- **Work to be completed**:
Go to the line below containing "Target: conduit on wall" and print exactly from there through the line containing "[locate] ceiling pipe", both included. Print nothing else.

---------- Recorded information ----------

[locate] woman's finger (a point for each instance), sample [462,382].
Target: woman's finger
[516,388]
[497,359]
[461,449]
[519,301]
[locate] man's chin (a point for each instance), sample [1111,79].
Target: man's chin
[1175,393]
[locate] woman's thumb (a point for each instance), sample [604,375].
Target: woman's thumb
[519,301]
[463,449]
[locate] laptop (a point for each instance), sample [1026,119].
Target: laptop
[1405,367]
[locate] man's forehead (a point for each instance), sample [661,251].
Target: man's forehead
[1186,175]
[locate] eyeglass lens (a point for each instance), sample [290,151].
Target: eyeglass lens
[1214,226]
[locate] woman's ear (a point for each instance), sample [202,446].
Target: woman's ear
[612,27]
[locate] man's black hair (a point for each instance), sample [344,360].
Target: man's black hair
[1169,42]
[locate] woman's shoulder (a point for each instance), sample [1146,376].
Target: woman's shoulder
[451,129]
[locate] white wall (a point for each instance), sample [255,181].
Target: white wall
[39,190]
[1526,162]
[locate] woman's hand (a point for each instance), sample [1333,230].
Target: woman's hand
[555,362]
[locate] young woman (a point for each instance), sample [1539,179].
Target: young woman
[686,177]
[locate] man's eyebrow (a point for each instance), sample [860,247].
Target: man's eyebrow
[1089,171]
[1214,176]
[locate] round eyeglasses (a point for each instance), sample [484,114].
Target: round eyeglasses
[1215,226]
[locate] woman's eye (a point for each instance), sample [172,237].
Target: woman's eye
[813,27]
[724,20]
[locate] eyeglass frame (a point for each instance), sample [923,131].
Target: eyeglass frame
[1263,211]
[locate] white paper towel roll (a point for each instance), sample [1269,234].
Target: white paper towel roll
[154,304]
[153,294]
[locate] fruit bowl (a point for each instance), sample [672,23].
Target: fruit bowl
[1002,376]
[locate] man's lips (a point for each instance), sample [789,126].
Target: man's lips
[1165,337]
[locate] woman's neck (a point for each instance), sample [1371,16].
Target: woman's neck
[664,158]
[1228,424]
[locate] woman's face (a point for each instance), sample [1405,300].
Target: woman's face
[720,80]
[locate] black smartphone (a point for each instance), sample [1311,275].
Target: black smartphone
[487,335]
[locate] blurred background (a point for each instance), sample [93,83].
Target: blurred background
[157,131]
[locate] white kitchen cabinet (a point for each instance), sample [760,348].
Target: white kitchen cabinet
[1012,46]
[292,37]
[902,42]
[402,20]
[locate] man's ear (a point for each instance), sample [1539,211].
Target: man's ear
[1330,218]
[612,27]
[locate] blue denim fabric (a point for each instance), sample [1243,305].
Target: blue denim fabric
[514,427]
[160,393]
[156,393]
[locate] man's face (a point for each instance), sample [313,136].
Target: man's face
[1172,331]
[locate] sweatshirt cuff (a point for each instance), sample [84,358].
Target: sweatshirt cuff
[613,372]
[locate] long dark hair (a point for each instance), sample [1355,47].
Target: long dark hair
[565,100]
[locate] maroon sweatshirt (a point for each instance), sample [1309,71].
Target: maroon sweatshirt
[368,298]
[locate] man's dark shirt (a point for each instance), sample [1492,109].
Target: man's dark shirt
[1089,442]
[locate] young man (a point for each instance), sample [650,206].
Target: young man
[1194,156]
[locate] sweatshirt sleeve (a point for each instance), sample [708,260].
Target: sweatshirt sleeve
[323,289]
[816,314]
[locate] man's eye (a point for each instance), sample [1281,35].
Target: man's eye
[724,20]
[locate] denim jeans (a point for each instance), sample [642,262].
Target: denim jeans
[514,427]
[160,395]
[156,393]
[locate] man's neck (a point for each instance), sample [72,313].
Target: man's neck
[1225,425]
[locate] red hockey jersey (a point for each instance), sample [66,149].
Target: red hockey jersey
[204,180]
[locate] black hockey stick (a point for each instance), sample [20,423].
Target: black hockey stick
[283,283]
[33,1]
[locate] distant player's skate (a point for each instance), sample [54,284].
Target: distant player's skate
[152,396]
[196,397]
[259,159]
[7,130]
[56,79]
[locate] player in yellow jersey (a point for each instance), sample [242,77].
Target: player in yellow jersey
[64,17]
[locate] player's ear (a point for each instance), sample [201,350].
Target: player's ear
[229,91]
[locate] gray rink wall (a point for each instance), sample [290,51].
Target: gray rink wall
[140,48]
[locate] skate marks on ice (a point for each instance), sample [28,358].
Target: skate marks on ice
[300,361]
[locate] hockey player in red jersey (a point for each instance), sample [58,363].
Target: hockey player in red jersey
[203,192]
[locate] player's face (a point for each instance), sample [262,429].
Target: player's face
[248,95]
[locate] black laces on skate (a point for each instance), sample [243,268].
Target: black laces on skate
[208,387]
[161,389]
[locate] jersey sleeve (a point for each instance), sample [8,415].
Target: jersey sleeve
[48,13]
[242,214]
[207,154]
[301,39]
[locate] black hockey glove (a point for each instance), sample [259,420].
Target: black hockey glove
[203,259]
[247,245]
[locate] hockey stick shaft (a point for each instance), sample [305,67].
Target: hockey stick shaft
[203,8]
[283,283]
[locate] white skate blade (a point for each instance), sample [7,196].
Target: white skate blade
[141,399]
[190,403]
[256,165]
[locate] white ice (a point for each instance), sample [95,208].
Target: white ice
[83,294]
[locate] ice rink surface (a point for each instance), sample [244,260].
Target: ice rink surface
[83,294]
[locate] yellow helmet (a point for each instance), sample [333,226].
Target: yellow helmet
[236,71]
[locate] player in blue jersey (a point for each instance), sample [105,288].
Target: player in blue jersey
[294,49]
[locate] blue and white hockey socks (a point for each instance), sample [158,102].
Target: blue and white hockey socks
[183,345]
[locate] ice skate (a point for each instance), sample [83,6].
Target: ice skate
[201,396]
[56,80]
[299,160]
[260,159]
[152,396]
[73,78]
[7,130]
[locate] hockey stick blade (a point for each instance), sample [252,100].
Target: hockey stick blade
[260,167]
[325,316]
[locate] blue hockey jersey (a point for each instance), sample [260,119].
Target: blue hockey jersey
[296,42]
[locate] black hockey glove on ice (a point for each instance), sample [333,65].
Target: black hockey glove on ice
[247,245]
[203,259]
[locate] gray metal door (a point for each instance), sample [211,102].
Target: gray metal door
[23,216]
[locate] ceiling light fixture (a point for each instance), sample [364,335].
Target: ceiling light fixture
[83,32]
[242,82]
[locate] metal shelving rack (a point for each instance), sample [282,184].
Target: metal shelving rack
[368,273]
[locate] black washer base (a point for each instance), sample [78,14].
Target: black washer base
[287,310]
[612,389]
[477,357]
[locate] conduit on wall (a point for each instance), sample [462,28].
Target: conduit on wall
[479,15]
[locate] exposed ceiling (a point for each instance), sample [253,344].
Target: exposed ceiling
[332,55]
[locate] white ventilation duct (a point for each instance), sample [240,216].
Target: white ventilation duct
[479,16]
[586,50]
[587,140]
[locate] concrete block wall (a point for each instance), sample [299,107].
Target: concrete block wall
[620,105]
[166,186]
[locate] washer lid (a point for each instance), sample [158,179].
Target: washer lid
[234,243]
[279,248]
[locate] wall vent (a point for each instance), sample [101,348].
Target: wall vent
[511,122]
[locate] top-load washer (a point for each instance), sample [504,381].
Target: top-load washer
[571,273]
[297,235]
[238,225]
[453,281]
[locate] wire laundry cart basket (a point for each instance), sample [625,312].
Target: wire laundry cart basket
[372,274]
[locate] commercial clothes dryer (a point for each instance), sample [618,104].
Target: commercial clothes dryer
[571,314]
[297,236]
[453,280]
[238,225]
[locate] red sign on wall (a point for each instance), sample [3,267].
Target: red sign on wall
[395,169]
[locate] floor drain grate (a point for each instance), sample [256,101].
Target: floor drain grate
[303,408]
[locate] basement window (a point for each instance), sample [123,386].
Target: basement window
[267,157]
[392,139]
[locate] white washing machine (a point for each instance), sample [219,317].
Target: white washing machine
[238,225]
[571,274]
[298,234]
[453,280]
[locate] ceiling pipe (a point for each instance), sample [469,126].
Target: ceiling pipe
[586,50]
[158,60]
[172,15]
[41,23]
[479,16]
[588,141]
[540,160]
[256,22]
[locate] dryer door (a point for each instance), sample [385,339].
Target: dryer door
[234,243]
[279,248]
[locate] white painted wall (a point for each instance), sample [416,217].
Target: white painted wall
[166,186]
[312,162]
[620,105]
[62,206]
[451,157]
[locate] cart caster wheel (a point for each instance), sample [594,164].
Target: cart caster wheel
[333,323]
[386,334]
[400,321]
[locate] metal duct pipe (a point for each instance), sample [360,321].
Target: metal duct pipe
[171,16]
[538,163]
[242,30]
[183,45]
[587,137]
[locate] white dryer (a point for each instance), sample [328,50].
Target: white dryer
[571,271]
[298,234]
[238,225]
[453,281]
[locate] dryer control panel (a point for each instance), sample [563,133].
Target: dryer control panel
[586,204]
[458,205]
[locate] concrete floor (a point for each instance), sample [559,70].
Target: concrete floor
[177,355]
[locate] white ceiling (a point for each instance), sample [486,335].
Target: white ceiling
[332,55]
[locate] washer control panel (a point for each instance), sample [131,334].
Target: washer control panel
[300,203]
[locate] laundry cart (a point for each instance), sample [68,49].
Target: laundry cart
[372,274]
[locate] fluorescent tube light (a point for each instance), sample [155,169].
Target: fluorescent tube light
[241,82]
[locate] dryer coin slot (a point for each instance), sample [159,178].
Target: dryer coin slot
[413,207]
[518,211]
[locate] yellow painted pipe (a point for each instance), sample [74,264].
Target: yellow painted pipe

----------

- **Response area**:
Target: conduit on wall
[479,15]
[locate] exposed ceiling (a point for each instance), sample [253,344].
Target: exposed ceiling
[332,55]
[locate] white ventilation duct (a point for each instance), sample [240,216].
Target: white ventilation duct
[479,16]
[586,50]
[587,140]
[locate] concrete block wall (a point for each instance), sample [299,107].
Target: concrete block wall
[620,105]
[166,186]
[locate] washer lid (a point for each instance), sample [158,179].
Target: washer lid
[234,243]
[279,248]
[locate] wall vent (a point for each instance), sample [101,348].
Target: wall vent
[511,122]
[locate] top-load washer (a point for each instance), sample [504,381].
Target: top-load washer
[571,273]
[297,235]
[238,225]
[453,281]
[locate] wire laundry cart basket (a point for each instance), sample [625,312].
Target: wire laundry cart basket
[372,274]
[locate] commercial clothes dryer (a point for each instance), sample [618,104].
Target: commercial clothes dryer
[571,314]
[297,236]
[453,280]
[238,225]
[locate] red sign on wall (a point for each instance), sample [3,267].
Target: red sign on wall
[395,169]
[locate] floor drain grate (a point for each instance), sample [256,101].
Target: floor drain grate
[303,408]
[locate] basement window (a point for each instance), sample [123,386].
Target: basement window
[267,157]
[392,139]
[locate] white washing machine (a point for each instance), sample [219,317].
Target: white washing machine
[238,225]
[571,274]
[298,234]
[453,280]
[locate] ceiling pipe (a point for each instance), sample [469,126].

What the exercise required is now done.